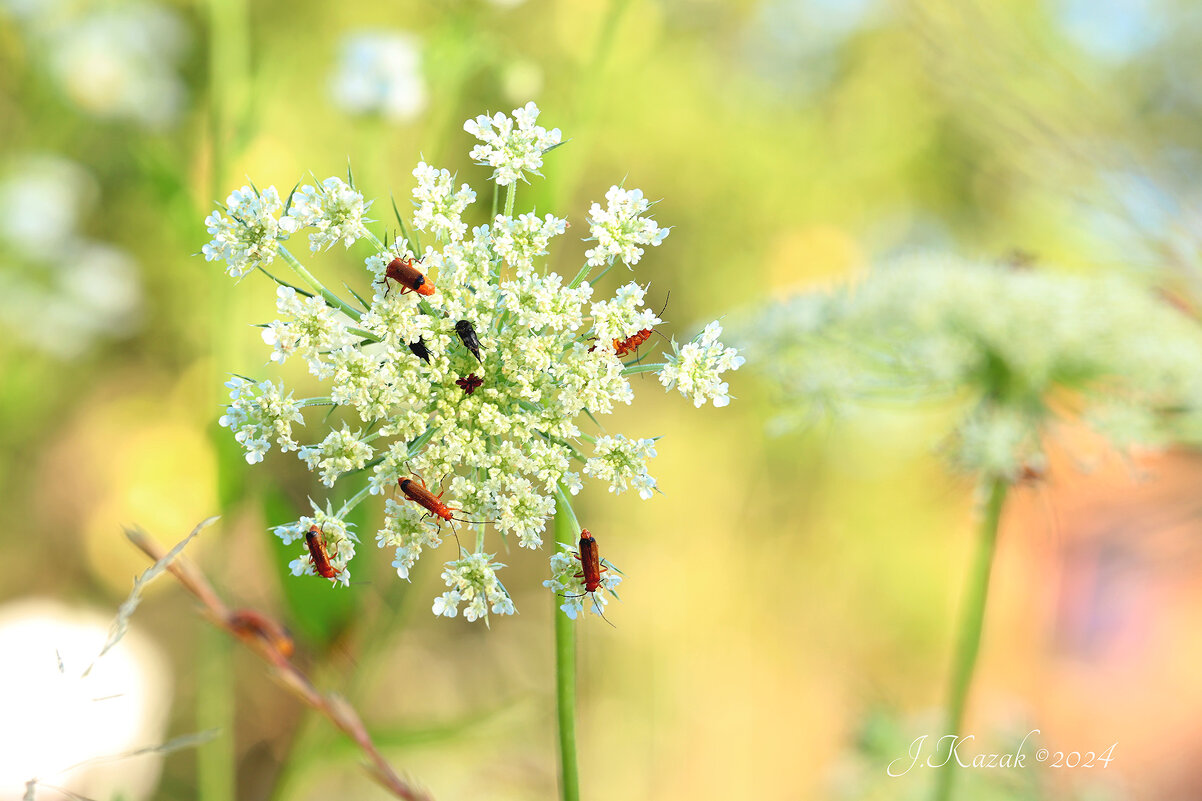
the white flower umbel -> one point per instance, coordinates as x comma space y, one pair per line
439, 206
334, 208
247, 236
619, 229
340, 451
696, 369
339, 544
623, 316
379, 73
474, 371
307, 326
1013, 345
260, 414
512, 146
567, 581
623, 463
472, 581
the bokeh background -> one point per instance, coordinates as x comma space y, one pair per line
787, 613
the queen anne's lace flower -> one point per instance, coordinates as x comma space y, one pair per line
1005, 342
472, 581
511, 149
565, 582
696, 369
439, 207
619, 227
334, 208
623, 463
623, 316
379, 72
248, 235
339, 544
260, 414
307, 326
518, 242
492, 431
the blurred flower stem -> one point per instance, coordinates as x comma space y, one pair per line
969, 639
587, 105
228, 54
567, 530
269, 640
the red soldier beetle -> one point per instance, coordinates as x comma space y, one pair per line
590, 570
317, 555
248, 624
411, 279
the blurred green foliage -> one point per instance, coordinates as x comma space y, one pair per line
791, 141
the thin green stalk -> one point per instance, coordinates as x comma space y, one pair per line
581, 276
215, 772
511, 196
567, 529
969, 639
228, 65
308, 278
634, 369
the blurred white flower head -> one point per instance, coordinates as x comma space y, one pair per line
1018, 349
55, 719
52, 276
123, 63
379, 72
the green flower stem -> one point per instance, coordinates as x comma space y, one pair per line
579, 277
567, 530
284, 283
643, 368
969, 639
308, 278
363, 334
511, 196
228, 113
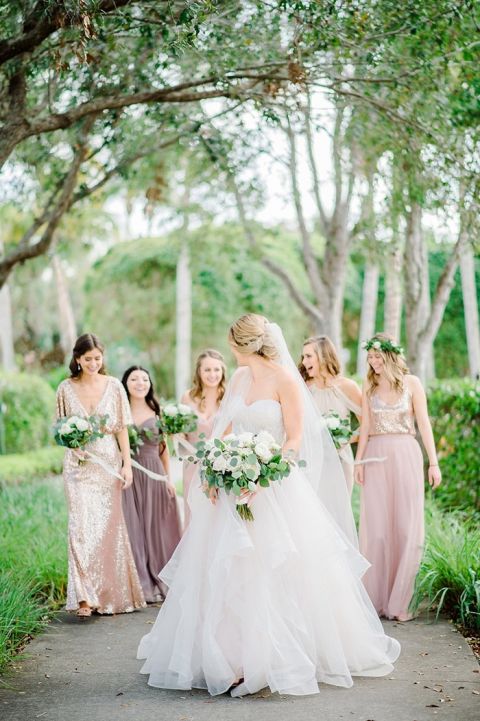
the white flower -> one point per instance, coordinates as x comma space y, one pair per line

Instructions for the task: Output the line that contains "the thin green" and every line after it to the end of the records, word for word, leaving out the pictures.

Your response:
the thin green stalk -> one point per instance, coordinates as x comma space y, one pair per line
581, 276
215, 772
511, 196
567, 529
969, 639
228, 65
308, 278
634, 369
the blurred white flower head -> one point per instance, coordinates as x comma space y, one pair per line
1018, 349
55, 719
52, 276
123, 63
379, 72
the green flower stem -> one point per instance, coordinates as x comma space y, one pair per line
579, 277
567, 530
284, 283
643, 368
969, 639
308, 278
363, 334
511, 196
228, 113
the white flower -> one point per instance, coordinates as x comma space y, one pair per line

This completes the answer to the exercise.